3 minute read

Linear Regression is a statistical model and a supervised learning algorithm used for predicting a continuous target variable based on one or more predictor variables. The target variable is the final output that we are trying to estimate and the predictor variables are the features of the data. The objective is to find a best-fitting line that minimizes the difference between predicted values, and actual values.

Simple Linear Regression consists of a single predictor variable “x” and a response variable “y”. It is modeled by the linear equation:

\[y = \beta_0 + \beta_1x + \epsilon \tag{1} \label{eq:simple-lr}\]

The objective of Simple Linear Regression using the Ordinary Least Square (OLS) method is to find the values of β0 and β1 that minimize the sum of squared differences between the observed value and values predicted. The Sum of Square Error (SSE) is given by:

\[SSE = \sum_{i=1}^n (y_i - \hat{y_i})^2 \tag{2} \label{eq:sse}\]

1. Derivation of $\beta_0$ and $\beta_1$

Since our objective is to minimize the SSE, partial derivative w.r.t $\beta_0$ and $\beta_1$ is taken, set them to 0, then we will solve for coeddicients.

_Goal 1_
From the linear regression text, copy the passage between "1. Derivation of" and "solve for coeddicients.", inclusive.
_Goal 2_
Please list every symbol that appears on the right-hand side of equation (1) in the linear regression text.

_Dataset content_
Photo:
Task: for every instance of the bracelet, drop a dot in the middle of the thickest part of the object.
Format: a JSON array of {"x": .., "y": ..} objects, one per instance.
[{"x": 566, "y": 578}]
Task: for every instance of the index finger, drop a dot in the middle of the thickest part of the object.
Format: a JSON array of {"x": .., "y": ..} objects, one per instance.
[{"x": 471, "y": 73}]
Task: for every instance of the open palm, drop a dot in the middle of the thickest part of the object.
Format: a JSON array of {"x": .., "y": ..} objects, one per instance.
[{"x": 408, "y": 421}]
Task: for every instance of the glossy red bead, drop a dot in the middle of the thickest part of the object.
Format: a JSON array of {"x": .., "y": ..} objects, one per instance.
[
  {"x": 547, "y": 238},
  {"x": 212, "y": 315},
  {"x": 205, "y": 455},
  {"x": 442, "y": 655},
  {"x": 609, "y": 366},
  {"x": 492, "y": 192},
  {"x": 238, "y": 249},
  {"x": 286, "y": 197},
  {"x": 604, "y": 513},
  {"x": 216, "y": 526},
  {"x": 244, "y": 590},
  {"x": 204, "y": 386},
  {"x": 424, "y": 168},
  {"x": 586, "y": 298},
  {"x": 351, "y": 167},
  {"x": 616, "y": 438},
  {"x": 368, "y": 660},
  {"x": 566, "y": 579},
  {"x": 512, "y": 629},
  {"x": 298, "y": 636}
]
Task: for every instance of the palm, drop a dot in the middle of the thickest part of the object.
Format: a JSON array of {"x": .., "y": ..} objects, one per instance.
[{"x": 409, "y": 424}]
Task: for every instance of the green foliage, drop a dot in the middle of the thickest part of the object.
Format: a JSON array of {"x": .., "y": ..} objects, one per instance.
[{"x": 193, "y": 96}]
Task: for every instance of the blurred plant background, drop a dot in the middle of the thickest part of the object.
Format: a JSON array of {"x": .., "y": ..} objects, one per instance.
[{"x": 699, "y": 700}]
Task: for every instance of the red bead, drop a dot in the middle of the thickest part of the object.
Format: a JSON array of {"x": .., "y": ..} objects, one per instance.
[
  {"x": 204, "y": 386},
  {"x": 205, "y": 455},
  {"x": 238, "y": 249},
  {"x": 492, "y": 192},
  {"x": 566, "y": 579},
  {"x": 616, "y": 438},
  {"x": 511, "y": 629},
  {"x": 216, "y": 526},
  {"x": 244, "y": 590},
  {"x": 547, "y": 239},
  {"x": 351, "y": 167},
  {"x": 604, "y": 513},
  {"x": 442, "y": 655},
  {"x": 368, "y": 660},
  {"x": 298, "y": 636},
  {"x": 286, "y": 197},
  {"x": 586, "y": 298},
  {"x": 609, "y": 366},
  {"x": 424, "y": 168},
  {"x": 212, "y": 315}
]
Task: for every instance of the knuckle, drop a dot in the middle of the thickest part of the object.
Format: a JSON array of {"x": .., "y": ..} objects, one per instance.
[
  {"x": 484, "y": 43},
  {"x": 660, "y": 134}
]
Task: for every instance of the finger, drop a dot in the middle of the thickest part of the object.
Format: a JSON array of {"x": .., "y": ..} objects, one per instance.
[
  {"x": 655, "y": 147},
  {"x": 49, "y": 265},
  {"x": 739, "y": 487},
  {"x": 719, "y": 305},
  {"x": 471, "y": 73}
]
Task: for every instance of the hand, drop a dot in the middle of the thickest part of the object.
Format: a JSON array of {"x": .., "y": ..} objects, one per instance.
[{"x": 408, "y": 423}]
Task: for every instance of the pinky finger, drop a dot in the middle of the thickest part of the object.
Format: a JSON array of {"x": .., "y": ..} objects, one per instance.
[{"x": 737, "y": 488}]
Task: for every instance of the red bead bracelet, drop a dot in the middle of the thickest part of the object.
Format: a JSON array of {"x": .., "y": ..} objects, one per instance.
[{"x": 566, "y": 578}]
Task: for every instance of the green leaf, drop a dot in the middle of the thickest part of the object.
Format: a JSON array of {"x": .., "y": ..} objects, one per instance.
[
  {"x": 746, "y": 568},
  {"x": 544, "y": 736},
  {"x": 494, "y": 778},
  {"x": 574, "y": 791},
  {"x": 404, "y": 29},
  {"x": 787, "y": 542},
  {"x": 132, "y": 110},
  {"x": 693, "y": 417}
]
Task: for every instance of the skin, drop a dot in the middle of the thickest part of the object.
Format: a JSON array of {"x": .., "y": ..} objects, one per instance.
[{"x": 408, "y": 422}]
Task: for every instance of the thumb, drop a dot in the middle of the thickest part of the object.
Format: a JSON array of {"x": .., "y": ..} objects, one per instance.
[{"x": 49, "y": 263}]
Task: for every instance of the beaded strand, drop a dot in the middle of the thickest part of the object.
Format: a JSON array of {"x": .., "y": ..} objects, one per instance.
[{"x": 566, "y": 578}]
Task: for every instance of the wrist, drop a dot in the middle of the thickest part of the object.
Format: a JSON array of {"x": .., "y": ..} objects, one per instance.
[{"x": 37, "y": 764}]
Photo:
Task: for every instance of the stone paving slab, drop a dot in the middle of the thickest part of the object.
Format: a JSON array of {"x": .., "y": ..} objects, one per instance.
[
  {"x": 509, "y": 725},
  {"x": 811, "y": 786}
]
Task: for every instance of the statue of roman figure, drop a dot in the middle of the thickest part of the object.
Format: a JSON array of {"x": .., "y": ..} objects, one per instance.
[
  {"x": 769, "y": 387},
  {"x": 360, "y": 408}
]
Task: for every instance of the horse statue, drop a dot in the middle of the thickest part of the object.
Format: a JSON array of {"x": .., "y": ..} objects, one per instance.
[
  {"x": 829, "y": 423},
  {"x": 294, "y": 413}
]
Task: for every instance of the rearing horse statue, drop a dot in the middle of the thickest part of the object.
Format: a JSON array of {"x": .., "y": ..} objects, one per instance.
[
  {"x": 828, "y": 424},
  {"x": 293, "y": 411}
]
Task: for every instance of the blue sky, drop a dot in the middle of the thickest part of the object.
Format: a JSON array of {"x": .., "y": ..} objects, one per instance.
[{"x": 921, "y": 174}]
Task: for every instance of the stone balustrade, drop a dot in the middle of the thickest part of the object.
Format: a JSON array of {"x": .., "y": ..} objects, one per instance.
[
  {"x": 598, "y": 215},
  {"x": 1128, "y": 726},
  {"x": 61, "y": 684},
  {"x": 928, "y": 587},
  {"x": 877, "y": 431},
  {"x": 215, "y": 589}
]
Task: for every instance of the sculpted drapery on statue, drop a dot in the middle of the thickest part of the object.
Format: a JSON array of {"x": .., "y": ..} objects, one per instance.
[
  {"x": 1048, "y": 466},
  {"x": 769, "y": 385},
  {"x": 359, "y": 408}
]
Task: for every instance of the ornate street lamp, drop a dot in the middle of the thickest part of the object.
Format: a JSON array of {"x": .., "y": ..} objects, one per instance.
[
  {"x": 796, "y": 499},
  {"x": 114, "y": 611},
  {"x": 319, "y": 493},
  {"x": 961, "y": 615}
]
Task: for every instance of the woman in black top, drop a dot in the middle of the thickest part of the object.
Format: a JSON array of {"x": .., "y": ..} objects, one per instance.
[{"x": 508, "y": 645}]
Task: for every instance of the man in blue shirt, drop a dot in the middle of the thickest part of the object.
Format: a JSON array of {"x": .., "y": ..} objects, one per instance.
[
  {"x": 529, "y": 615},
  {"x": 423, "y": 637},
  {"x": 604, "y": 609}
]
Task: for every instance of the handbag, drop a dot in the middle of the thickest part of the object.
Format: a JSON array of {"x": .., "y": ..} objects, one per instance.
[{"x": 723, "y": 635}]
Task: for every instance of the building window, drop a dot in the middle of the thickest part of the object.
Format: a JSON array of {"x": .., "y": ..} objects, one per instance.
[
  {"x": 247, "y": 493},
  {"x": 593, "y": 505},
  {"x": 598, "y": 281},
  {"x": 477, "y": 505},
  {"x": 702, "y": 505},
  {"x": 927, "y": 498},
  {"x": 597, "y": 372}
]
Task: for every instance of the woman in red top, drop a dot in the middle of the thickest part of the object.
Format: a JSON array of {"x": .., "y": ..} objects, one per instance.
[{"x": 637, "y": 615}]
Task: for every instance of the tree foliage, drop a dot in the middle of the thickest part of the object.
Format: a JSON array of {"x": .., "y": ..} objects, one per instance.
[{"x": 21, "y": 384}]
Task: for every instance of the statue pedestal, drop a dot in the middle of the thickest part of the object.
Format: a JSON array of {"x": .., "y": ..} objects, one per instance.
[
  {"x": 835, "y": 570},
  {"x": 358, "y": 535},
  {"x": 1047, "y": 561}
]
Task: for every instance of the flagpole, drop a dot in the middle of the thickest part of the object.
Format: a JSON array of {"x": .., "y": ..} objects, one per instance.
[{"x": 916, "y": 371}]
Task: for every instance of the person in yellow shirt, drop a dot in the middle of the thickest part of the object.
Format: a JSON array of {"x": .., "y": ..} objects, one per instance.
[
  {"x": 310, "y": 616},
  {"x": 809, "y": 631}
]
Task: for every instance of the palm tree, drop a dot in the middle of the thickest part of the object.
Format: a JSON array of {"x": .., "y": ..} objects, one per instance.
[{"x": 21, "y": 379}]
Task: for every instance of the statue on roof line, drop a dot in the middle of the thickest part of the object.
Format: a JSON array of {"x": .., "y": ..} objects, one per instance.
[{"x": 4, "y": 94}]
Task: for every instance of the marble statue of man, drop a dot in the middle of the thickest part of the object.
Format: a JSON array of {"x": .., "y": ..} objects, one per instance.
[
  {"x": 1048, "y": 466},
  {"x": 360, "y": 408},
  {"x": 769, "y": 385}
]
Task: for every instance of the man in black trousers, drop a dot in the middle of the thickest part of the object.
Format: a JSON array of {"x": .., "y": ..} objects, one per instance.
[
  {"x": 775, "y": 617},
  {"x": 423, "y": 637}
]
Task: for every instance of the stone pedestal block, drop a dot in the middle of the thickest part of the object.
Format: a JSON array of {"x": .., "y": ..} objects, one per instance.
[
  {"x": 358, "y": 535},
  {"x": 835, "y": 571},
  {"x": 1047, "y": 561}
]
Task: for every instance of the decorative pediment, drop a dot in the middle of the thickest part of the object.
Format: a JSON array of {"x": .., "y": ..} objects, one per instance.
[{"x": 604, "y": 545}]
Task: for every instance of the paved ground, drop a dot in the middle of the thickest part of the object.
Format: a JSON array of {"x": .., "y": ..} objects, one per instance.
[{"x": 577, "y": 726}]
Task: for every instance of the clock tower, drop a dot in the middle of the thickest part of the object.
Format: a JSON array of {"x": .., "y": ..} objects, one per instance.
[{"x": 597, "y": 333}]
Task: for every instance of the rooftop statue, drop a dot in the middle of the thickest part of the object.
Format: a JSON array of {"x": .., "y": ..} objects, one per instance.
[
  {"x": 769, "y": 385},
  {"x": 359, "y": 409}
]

_Exercise result 1_
1. Derivation of $\beta_0$ and $\beta_1$

Since our objective is to minimize the SSE, partial derivative w.r.t $\beta_0$ and $\beta_1$ is taken, set them to 0, then we will solve for coeddicients.

_Exercise result 2_
β0, β1, x, ε